WHAT THIS TASK INVOLVES:
Copy the records below, substituting "object" for every occurrence of "instance" and leaving everything else unchanged.

═══ THE INPUT

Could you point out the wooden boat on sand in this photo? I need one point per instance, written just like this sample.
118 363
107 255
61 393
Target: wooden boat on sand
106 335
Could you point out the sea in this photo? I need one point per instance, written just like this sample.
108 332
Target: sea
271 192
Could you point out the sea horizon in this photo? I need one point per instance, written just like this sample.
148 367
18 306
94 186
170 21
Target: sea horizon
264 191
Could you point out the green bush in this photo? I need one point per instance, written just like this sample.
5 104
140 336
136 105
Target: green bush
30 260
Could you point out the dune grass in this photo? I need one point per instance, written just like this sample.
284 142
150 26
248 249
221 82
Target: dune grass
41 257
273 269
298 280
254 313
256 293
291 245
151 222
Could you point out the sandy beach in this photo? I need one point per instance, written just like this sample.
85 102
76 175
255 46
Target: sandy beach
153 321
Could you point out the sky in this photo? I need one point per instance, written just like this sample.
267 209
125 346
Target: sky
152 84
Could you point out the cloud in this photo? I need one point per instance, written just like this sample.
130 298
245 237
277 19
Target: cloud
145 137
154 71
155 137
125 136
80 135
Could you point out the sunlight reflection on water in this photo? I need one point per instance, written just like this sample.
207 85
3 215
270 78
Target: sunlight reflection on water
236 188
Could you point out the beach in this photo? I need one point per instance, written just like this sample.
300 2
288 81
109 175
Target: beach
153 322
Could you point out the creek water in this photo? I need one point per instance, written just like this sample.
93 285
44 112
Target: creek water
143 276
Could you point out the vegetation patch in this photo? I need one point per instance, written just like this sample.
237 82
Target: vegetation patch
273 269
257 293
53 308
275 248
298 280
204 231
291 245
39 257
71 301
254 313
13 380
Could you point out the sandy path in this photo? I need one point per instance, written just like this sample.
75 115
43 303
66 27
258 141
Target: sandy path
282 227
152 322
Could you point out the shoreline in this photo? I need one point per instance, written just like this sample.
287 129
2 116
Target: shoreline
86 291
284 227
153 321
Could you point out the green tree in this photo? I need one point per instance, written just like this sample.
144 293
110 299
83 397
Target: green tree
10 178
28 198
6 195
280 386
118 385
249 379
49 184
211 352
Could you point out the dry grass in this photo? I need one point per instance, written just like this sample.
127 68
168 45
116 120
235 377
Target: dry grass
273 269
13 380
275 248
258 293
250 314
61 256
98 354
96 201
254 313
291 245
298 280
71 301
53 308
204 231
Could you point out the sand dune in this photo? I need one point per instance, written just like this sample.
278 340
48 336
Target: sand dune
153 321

══════

FULL OUTPUT:
Could you point out the wooden boat on sand in this photo? I need one point per object, written just like this sample.
118 363
107 255
61 393
Target: wooden boat on sand
106 335
Could you point out the sea in this photo? I need one point per object, written just like this sample.
108 332
Target: sea
271 192
Could you point out the sea horizon in this photo? I need one point per object, written just like this sample.
148 367
18 306
94 186
170 21
Target: sea horizon
264 191
Could you point out the green bush in this photo? I need one point per object, written just like this sample.
5 104
140 336
136 105
Target: green bush
30 260
Could you point out the dune grass in this photo? I need one point per object, written just like this sample.
284 142
150 26
248 249
221 82
Target: dune grass
41 257
273 269
298 280
254 313
256 293
291 245
151 222
Could you point out the sandy beach in this photo? I need one point per object, written just like this sample.
85 102
76 175
255 46
Target: sandy beach
153 321
Could you point out the sky in this photo? I need one point per object, written just like this sample.
267 209
125 346
Target: sky
152 84
Could you point out the cloud in this photo? I need one point per object, written just like this sample.
130 298
245 237
277 19
Target: cloud
145 137
154 71
155 137
125 136
80 135
Could you point out the sunlight reflection on water in this photo? I need one point per object, written just like this sample.
207 85
3 215
270 78
Target: sunlight reflection on water
236 188
Could you point out the beach in this photo? I need one point per object, written just like this sample.
300 2
288 81
109 175
Target: beach
153 322
Could you point out the creek water in this photo? I need one point per object, written just like this sample.
93 285
44 112
Target: creek water
143 276
Could you point out the vegetation patch in this photo? I need one point per object, written just like this sample.
237 82
Target: vegetation patch
273 269
257 293
53 308
275 248
298 280
204 231
291 245
39 257
71 301
254 313
13 380
Could you point out the sandy path in this photo? I need one point per object, written just like this sample.
75 115
43 303
66 27
258 141
Target: sandy path
282 227
152 322
Could you point out the shoreline in this photo? I need one point per object, written just like this sample.
287 129
2 116
Target: shoreline
86 291
284 227
153 321
Could you point out the green tree in this photo? I need one point per object, written just like this sample.
144 293
110 299
83 397
Target: green tree
10 178
28 198
6 195
280 386
118 385
249 379
49 184
211 352
Could you point out the dry grass in this photo? I need one point per object, written just like this sample.
127 68
168 45
116 120
235 377
Target: dry grass
273 269
13 380
275 248
258 293
250 314
61 256
98 354
96 201
254 313
291 245
298 280
71 301
53 308
204 231
Could you point out the sand dune in this photo? I need one point per object, written just like this sample.
278 340
48 336
Target: sand dune
153 321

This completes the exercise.